_Text_
§

Great white sharks are being killed in disturbing fashion off South Africa, and experts are helpless to prevent further assaults.
That's because orcas are believed responsible for the killings. At least three white shark carcasses have washed ashore recently with similar injuries, each with its liver removed.
This bizarre predatory pattern is unprecedented in South Africa, and many hope it'll be short-lived. White sharks are vulnerable from a conservation standpoint, and immensely valuable as tourist attractions.
"Obviously this is a very sad time for us all," Alison Towner, a biologist with the Dyer Island Conservation Trust, stated Sunday after the third carcass was discovered near Gansaabi. "Nature can be so cruel and the dexterity these enormous animals are capable of is mind blowing… almost surgical precision as they remove the squalene-rich liver of the white sharks and dump their carcass."
Gansaabi is one of the world's premiere shark-diving destinations. White sharks generate millions in tourism revenue, but the presence of orcas appears to have frightened the sharks away.
Marine Dynamics, a commercial cage-diving company that also cooperates in white shark research, stated Sunday that its vessel, Slashfin, came up empty in a daylong search. Other companies have likewise complained about the unusual phenomenon.
Though there have been mysterious white shark deaths in the past, they were not confirmed to have been caused by orcas.
Stated Towner, the marine biologist, on Facebook: "It's a very interesting time. The last white shark washed up here on the 8th of February and the cage-diving boats struggled to see any sharks for almost two weeks. Unfortunately the cage-diving boats all came home after seeing no sharks again today."
Orcas, or killer whales, are highly efficient predators who hunt with the precise cooperation of pod members. They do not typically hunt white sharks, presumably because there sharks do not possess a calorie-rich blubber layer.
But sharks do possess large iron-rich livers. (The orcas also removed the heart of at least one of the tree mutilated white sharks.)
To draw a parallel, transient orcas are currently preying on gray whale calves off the California port of Monterey. The killer whales drown the babies after separating them from their mothers, often after an agonizing struggle. The calves are rich in fat, but the orcas often remove the tongue before dining on blubber.

§

_Extracted records_
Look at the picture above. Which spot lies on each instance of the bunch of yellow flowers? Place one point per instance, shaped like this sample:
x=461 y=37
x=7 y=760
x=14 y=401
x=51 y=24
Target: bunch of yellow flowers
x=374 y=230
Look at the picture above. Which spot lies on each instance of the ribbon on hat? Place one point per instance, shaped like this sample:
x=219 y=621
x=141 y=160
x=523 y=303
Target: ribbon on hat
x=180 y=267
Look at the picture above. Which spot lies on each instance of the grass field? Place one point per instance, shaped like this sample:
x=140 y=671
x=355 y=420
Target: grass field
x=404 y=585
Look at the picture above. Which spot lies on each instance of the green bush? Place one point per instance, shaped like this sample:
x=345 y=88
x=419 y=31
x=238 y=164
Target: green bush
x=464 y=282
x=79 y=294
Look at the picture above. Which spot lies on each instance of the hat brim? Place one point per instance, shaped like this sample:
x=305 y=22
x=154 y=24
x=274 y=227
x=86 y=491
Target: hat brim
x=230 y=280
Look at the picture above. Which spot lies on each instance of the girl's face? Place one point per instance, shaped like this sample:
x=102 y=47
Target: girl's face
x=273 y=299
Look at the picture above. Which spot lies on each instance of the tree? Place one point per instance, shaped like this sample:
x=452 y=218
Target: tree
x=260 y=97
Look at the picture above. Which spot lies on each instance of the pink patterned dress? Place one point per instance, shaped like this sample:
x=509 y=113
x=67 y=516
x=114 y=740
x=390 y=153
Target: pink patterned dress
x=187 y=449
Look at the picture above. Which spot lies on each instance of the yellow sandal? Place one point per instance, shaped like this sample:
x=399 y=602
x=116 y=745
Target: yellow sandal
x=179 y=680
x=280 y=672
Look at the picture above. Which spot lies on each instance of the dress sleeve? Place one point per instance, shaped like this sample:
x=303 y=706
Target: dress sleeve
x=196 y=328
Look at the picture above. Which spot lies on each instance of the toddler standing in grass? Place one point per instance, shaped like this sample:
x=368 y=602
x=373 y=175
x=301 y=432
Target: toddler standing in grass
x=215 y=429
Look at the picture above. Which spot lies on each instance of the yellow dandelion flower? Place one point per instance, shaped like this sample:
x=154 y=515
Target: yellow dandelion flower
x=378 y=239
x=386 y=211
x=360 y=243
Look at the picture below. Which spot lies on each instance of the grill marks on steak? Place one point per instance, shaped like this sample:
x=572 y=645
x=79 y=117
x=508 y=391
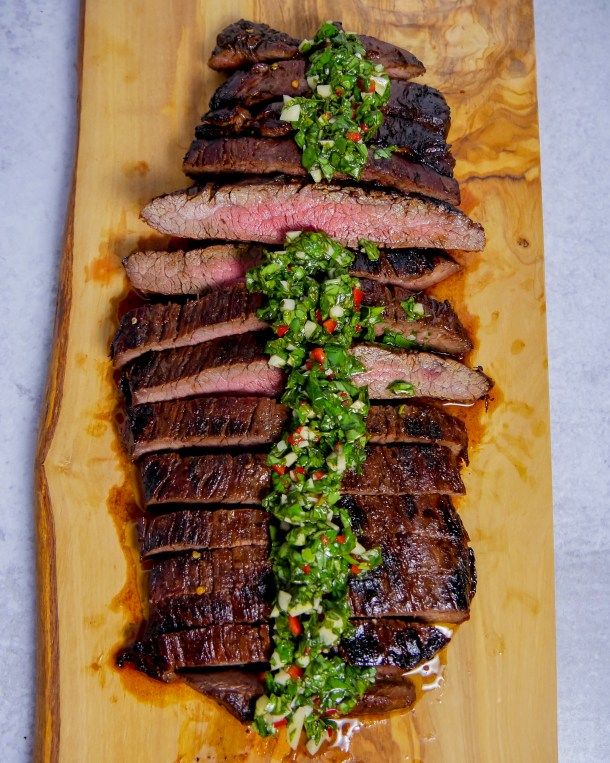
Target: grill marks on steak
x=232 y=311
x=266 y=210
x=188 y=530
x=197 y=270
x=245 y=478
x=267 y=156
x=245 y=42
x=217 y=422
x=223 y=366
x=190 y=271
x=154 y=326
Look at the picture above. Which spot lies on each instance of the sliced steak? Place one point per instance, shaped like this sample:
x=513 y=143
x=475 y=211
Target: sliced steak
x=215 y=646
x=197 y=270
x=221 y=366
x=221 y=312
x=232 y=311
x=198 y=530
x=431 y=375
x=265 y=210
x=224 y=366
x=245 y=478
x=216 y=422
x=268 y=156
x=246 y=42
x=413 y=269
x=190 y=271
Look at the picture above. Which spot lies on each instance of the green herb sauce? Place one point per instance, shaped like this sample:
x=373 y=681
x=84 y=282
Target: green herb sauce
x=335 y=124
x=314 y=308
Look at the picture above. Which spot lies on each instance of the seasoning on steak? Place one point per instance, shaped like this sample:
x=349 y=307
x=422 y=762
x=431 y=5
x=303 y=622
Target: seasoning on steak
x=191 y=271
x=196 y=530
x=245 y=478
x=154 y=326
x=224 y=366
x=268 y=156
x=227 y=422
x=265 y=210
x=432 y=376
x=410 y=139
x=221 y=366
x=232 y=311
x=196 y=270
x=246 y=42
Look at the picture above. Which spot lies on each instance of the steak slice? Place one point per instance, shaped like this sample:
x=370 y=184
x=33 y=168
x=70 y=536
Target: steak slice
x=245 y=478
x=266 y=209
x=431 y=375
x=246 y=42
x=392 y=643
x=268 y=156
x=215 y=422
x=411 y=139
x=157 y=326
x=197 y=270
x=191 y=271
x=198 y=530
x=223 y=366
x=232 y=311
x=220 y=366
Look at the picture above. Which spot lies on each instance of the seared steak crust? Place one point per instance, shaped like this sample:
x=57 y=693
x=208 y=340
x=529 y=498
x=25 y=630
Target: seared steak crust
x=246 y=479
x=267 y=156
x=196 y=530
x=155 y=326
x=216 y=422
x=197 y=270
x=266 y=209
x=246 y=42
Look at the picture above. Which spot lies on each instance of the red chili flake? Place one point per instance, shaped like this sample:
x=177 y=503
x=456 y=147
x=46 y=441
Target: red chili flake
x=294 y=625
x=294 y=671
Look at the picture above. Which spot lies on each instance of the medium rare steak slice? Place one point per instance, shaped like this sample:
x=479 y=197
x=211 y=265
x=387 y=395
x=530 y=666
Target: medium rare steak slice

§

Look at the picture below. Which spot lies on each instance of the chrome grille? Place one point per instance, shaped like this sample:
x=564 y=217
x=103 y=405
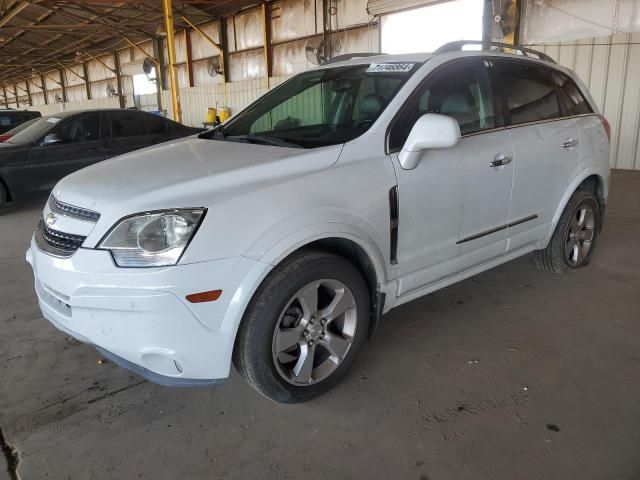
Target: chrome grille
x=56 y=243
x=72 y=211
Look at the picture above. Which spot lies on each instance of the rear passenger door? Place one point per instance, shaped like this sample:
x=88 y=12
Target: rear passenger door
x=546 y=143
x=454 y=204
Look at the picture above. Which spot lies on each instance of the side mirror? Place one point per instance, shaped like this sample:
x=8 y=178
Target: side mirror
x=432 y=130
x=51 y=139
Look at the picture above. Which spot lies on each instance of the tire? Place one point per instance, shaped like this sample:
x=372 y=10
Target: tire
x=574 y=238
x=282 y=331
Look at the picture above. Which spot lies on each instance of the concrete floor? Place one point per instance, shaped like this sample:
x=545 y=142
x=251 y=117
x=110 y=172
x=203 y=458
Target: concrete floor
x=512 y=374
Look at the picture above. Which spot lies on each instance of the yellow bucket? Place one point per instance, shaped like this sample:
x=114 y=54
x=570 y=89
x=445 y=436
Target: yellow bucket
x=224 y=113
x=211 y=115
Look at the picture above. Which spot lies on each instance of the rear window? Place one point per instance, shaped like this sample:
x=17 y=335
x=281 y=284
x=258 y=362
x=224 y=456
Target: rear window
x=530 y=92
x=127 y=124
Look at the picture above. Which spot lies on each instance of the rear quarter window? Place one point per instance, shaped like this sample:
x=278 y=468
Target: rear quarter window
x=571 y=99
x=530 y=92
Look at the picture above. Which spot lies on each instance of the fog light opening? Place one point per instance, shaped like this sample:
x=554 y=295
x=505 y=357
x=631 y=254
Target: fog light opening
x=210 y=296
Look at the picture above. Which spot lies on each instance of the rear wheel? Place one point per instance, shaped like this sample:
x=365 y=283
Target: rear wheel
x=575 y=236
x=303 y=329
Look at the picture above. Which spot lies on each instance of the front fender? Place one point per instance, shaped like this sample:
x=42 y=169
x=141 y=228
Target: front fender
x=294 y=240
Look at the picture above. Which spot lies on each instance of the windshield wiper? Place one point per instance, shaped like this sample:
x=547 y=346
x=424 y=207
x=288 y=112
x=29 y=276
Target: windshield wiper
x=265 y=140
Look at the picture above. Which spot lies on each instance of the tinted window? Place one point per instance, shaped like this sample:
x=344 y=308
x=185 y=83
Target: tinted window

§

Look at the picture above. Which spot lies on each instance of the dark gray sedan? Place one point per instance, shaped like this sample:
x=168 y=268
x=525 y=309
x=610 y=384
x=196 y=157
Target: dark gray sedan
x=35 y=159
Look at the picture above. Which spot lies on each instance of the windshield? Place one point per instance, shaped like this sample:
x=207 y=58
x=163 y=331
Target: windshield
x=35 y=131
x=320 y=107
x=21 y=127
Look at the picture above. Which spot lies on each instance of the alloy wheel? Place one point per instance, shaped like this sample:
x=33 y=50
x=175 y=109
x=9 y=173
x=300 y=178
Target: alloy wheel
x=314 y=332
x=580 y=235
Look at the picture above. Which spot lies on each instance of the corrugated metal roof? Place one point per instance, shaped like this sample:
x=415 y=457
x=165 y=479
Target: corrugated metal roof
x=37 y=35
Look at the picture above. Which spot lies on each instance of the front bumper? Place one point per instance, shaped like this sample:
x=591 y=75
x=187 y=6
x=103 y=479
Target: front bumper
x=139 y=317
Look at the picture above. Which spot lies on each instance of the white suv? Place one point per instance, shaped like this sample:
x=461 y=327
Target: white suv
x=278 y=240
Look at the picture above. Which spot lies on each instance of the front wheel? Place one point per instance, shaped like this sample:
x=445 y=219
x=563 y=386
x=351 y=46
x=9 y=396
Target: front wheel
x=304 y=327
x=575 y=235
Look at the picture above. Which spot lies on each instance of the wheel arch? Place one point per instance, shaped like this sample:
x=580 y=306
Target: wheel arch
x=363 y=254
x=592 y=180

§

_Using the information_
- 1) According to the shark article, what organ had been removed from each of the white shark carcasses that washed ashore?
- 2) Does the shark article support each statement below? Answer yes or no for each and quote the deciding words.
(a) Earlier mysterious white shark deaths were confirmed to have been caused by orcas.
(b) Marine Dynamics' vessel found no sharks during a daylong search.
(c) Orcas typically hunt white sharks.
- 3) Why, according to the shark article, are experts helpless to prevent further assaults on white sharks off South Africa?

_Task answers_
- 1) Each carcass had its liver removed.

- 2)
(a) No: "they were not confirmed to have been caused by orcas."
(b) Yes: "its vessel, Slashfin, came up empty in a daylong search."
(c) No: "They do not typically hunt white sharks."

- 3) Experts can't prevent further assaults because orcas are believed to be responsible for the killings.